PROBLEM TO WORK ON :: From the line containing "of the turquoise" down to the last line of the material, return those lines verbatim and only those.

TASK MATERIAL ::
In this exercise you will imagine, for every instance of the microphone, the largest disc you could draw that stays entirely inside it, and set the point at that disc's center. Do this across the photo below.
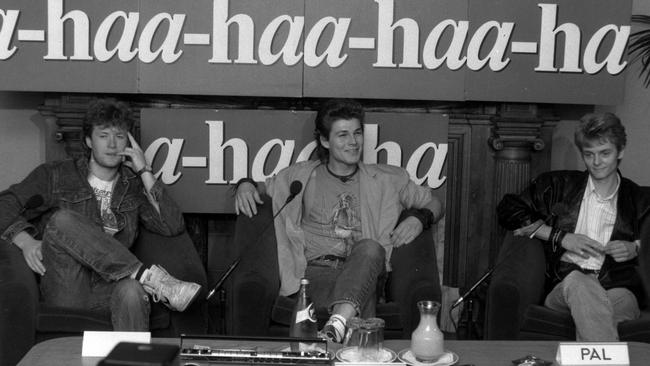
(32, 203)
(294, 189)
(471, 290)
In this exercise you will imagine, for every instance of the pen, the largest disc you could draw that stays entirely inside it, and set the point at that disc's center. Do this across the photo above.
(536, 230)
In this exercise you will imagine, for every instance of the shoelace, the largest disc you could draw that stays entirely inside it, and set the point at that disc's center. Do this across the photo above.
(333, 332)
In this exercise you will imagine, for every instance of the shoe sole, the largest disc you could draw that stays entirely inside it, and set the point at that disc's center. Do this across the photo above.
(194, 297)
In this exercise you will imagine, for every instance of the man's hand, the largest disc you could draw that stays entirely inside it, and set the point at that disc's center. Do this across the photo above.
(406, 231)
(135, 155)
(582, 245)
(528, 230)
(246, 199)
(621, 250)
(32, 252)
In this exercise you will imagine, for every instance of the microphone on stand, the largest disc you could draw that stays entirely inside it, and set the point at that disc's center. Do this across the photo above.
(294, 189)
(552, 217)
(31, 203)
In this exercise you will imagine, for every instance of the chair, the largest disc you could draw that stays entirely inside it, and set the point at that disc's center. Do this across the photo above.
(258, 310)
(25, 321)
(516, 294)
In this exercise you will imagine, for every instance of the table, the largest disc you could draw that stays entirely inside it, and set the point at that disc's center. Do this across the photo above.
(67, 351)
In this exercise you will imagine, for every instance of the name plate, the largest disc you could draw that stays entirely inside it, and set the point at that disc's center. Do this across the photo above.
(593, 353)
(99, 344)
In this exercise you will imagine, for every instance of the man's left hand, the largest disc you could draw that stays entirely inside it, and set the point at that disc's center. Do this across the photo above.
(621, 250)
(134, 156)
(406, 231)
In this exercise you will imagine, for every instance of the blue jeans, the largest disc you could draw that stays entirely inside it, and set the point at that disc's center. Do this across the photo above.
(86, 268)
(596, 312)
(353, 281)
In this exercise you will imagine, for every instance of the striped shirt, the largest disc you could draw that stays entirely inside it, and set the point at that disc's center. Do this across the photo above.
(596, 220)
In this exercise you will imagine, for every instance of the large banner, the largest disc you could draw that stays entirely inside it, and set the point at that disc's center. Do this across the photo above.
(545, 51)
(199, 154)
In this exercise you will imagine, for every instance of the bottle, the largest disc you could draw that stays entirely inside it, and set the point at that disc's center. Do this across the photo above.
(303, 319)
(427, 341)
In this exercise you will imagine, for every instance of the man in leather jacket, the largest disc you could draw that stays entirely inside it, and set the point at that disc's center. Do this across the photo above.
(590, 223)
(74, 221)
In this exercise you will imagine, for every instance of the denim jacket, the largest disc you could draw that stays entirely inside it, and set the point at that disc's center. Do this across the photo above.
(386, 191)
(64, 185)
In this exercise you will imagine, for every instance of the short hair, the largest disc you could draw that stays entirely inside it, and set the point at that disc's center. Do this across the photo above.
(106, 113)
(332, 111)
(602, 128)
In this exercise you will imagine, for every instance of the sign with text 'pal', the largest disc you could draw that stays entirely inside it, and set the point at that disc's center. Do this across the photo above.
(199, 154)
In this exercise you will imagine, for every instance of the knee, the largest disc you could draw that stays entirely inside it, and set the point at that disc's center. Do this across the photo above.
(371, 250)
(63, 219)
(129, 292)
(582, 285)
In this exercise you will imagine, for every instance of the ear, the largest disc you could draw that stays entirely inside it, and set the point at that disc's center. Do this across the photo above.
(324, 142)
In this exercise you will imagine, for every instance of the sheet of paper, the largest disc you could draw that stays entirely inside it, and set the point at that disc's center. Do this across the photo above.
(99, 344)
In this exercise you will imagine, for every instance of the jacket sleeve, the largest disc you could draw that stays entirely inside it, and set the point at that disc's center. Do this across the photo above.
(534, 203)
(12, 201)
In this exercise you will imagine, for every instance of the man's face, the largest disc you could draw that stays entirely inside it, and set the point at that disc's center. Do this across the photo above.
(105, 143)
(601, 159)
(345, 142)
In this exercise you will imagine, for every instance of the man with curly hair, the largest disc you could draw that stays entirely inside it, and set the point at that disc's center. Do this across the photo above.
(340, 230)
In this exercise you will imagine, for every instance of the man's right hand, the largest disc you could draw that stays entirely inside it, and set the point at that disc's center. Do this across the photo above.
(246, 199)
(32, 252)
(582, 245)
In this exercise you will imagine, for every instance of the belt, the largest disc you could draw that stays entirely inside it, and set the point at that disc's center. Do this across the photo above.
(328, 260)
(565, 268)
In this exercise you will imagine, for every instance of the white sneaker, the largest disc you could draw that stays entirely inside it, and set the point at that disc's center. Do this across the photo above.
(174, 293)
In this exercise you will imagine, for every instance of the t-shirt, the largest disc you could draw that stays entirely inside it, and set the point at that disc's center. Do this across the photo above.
(103, 193)
(332, 215)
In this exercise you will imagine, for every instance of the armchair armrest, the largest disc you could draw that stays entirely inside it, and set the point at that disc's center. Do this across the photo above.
(179, 257)
(18, 303)
(256, 280)
(414, 278)
(517, 282)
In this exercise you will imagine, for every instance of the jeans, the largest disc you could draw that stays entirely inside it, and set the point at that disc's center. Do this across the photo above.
(595, 311)
(353, 281)
(89, 269)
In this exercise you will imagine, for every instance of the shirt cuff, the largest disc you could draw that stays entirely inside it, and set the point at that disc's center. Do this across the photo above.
(16, 228)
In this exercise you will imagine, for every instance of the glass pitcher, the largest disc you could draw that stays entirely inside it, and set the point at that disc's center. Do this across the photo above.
(427, 341)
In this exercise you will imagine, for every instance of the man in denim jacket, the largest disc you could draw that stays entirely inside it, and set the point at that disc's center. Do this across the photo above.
(87, 216)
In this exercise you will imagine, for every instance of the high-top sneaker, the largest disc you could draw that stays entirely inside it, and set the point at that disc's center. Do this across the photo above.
(174, 293)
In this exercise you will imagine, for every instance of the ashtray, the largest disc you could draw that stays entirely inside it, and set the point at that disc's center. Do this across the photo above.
(352, 354)
(446, 359)
(531, 360)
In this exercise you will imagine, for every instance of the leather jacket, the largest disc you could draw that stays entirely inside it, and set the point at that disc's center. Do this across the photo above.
(64, 185)
(555, 197)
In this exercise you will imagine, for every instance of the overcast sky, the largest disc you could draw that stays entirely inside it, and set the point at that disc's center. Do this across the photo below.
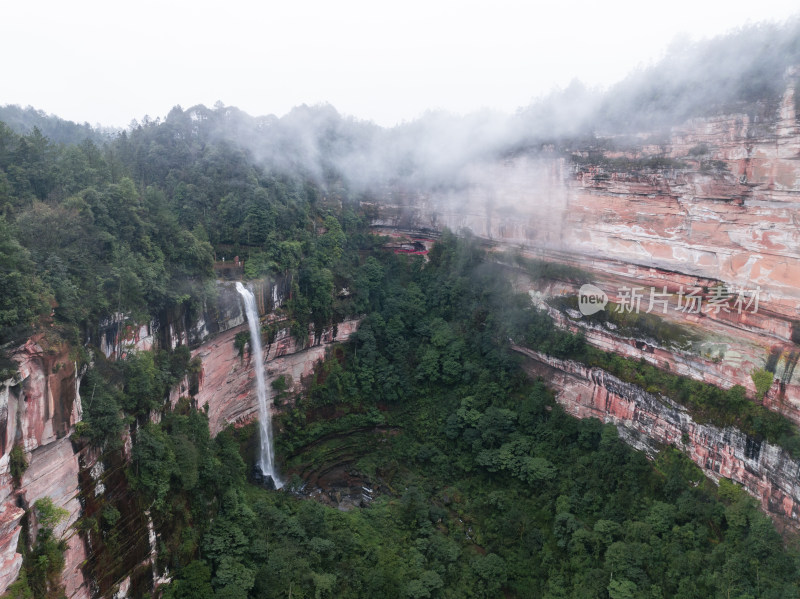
(112, 61)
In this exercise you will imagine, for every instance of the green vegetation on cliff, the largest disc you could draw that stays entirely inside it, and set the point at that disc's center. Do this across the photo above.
(484, 487)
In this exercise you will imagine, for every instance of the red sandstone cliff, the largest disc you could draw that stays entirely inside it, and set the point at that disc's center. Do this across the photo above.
(723, 208)
(647, 421)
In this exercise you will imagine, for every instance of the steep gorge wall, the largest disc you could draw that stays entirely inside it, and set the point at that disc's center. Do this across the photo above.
(227, 379)
(647, 421)
(40, 407)
(38, 410)
(714, 201)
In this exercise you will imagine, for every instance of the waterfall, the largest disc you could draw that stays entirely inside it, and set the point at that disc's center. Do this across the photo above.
(265, 459)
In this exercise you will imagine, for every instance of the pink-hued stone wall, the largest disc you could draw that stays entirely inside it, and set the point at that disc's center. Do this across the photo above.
(647, 421)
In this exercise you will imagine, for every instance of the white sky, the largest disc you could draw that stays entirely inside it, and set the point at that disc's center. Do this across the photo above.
(107, 61)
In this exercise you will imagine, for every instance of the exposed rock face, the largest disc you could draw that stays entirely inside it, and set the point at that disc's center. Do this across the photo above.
(719, 354)
(120, 333)
(41, 405)
(717, 201)
(227, 380)
(647, 421)
(38, 409)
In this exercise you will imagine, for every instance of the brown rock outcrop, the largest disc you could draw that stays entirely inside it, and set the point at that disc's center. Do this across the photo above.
(227, 380)
(647, 421)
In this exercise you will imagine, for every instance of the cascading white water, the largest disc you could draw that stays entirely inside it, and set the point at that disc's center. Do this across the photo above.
(266, 461)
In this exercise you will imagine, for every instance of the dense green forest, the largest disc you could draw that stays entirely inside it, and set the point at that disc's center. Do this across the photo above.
(486, 487)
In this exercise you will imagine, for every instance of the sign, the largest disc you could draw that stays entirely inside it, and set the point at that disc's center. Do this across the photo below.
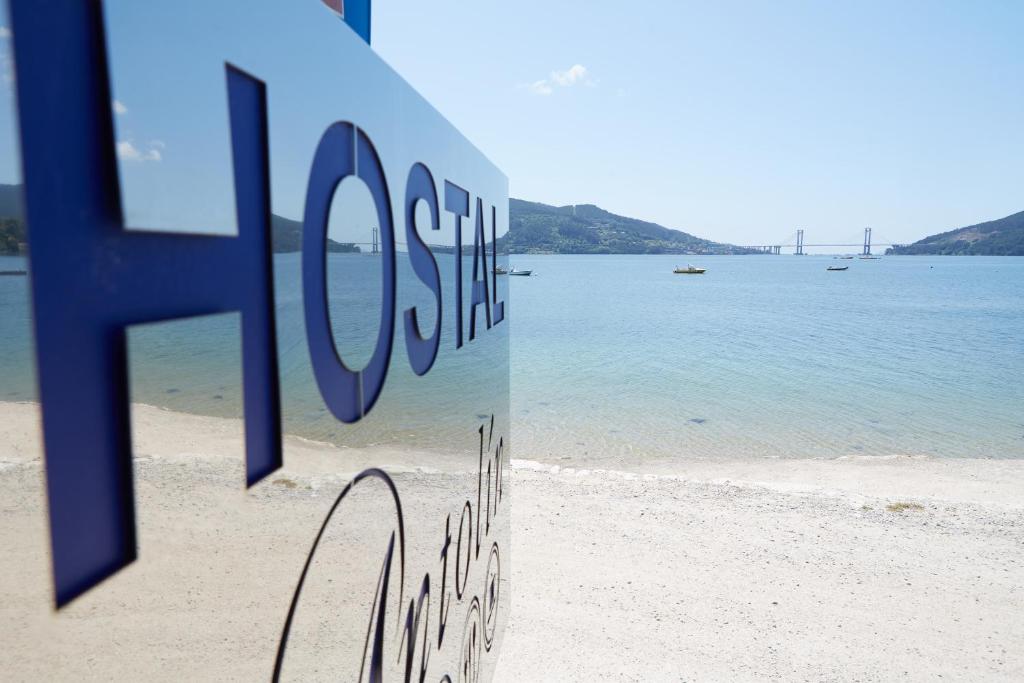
(271, 354)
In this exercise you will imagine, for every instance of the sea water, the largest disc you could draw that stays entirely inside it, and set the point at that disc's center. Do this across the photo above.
(615, 359)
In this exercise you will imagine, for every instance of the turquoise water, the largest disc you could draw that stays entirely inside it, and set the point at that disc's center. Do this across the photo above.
(615, 358)
(194, 366)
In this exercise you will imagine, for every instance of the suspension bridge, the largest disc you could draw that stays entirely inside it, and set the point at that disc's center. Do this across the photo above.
(798, 243)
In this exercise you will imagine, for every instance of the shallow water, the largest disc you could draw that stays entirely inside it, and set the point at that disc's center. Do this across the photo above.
(615, 359)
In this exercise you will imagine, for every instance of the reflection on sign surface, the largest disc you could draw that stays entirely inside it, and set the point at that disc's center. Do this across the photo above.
(336, 284)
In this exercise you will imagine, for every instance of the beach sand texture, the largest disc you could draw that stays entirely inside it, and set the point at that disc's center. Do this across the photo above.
(790, 570)
(218, 565)
(749, 569)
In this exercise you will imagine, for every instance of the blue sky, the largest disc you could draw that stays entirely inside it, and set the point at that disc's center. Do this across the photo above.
(739, 122)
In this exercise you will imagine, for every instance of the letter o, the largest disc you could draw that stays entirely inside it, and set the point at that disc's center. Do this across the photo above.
(345, 151)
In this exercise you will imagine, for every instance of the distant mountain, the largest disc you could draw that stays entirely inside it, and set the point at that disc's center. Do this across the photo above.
(287, 233)
(10, 201)
(585, 228)
(11, 228)
(996, 238)
(288, 238)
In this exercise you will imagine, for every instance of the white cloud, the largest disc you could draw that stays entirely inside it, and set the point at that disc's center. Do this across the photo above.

RESULT OF THIS EXERCISE ::
In this exercise you will imagine, for every instance of the turquoise water, the largest disc you could draw that stays entirely inside it, and set the point at that disc's center. Do this across the photo above.
(615, 358)
(194, 366)
In this exercise you will imagine, for every instance of the suspension bridge, the largest disc you could draw that stays entirely inside it, and set the point at that disc's center. Do this across the photo above.
(798, 243)
In this exercise you will imagine, for every instance of the shallow water, the largest disc you could draw that stays entirely inside it, and set the point at that disc's center. Do this across the photo above.
(615, 359)
In this exercise you will imagine, for every instance of the reflection on sign surface, the largest disc you could draw that stays entirely inside it, and set the point at that disc's center. Do this across the photo above.
(336, 284)
In this exercise you will imagine, for every instance of the beach sand texture, the largest disc you could draw that stays entirely inside it, and set the point at that disc's center. Do this across the photo above.
(790, 570)
(218, 565)
(749, 569)
In this exercise you will imagine, for every instance of the blue sky, the largest disc you could draw that stays entirely inside it, and set the point at that disc's center. Do this across the photo above.
(739, 122)
In this exercise you will imagine, for every instance of the letter o, the largest disc you could draw that stays entirely inside it, and set the point at that disc's center. Do this across the photo above.
(345, 151)
In this exercise you will imagine, for every instance of the distant mountain, the largest disc you could draw that stays entirely inside it, and set the point at that disc's center. Do this across the photo above.
(287, 233)
(10, 201)
(585, 228)
(11, 228)
(996, 238)
(288, 238)
In this exercise you will imagine, for every instance of the white cloud, the largest disc you could draw that stays entirely inside it, and set the point at that disc's center. Do this across the photo above.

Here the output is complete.